Obrigatório e primordial exemplo de cinema etnográfico mesmo antes do género ter sido cunhado, Epstein distancia-se do documentário histórico sobre um local e actividade comercial agora extintas através da poesia que imprime nas suas imagens de cariz naturalista. Contrastando com a aridez da paisagem marítima de Bannec, encaramos o seu simbolismo visual — sobretudo na brilhante sequência inicial, a destacar uma garrafa de vinho estilhaçada ou uma roda de madeira que há muito não é usada — como correlação directa à pobreza e humildade das vidas aqui representadas.
Para as audiências modernas, FINIS TERRAE revelar-se-à como objecto cinematográfico surpreendentemente dinâmico, atestando a mestria técnica de Jean Epstein e, tendo em conta o debate recente suscitado por O ARTISTA, o poder visual e expressivo do cinema anterior ao aparecimento do filme sonoro. A câmara enfatiza a dureza das expressões e comportamentos das personagens — todas interpretadas por actores não-profissionais e oriundos daquela localidade —, numa espécie de neo-realismo que antecipa, em décadas, o trabalho de Rossellini e que, num argumento "escrito" por imagens, liberta o espectador para qualquer interpretação moral da história. Obrigatório.

• Dados fornecidos
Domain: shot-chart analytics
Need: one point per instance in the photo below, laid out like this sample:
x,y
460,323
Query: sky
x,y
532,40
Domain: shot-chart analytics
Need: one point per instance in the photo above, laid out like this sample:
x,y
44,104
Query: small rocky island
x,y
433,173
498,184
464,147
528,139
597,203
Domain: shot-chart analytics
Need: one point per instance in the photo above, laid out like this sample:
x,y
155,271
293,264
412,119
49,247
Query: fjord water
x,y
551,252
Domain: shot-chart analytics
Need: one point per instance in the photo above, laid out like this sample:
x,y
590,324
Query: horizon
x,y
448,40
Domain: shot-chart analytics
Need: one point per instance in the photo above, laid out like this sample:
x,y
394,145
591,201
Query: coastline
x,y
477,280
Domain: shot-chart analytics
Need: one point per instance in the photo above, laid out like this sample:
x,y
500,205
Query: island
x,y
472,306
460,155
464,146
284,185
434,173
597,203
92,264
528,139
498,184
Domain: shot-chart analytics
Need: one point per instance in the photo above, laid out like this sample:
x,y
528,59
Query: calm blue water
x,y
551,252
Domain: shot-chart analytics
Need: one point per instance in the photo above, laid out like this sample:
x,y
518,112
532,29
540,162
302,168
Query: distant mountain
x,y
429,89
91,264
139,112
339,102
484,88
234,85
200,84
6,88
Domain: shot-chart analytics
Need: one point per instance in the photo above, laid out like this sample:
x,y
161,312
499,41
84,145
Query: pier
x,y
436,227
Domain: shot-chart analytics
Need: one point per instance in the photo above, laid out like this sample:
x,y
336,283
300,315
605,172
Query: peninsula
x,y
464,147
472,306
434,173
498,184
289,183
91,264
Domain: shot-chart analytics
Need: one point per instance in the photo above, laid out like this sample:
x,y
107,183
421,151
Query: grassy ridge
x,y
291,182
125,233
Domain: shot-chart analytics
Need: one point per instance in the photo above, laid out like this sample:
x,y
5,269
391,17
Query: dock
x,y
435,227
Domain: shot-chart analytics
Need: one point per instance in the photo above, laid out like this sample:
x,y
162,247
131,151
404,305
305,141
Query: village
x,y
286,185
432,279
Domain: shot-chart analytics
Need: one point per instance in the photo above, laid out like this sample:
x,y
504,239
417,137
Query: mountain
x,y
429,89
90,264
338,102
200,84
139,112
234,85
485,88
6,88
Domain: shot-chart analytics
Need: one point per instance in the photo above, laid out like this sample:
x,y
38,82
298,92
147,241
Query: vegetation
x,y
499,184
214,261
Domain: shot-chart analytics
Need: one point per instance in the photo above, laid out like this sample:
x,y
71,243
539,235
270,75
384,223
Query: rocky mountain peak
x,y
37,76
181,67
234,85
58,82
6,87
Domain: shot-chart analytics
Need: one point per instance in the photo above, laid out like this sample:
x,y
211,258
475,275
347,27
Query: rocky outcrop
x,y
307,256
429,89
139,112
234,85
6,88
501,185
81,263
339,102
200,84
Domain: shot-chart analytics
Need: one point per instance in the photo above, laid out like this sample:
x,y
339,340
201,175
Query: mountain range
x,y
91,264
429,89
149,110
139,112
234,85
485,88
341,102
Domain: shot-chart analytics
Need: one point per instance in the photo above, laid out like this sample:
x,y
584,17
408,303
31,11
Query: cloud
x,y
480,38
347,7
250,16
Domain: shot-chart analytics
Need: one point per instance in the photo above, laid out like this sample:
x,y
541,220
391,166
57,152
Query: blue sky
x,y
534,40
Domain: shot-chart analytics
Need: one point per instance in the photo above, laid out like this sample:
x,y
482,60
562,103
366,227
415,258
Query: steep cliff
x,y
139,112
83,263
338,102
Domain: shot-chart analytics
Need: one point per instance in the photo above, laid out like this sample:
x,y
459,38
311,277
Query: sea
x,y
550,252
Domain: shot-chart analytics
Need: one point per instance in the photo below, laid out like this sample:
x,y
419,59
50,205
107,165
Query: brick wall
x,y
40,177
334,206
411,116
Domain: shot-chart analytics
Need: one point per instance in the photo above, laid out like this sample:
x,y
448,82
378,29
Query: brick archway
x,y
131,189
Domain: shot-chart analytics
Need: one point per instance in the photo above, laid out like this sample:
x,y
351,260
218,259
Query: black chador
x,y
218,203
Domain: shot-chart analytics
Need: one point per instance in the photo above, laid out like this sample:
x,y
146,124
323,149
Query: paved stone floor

• Lista de tarefas
A) No excerto sobre FINIS TERRAE, por quem são interpretadas as personagens?
B) As afirmações seguintes estão de acordo com o excerto sobre FINIS TERRAE? (i) A paisagem marítima de Bannec é descrita como árida. (ii) O neo-realismo do filme surge depois do trabalho de Rossellini. (iii) A sequência inicial destaca uma garrafa de vinho estilhaçada. Responda sim ou não a cada uma e cite as palavras do excerto que o decidem.

• Respostas do exercício
A) Por actores não-profissionais oriundos daquela localidade.

B)
(i) Sim: "a aridez da paisagem marítima de Bannec".
(ii) Não: "antecipa, em décadas, o trabalho de Rossellini".
(iii) Sim: "a destacar uma garrafa de vinho estilhaçada".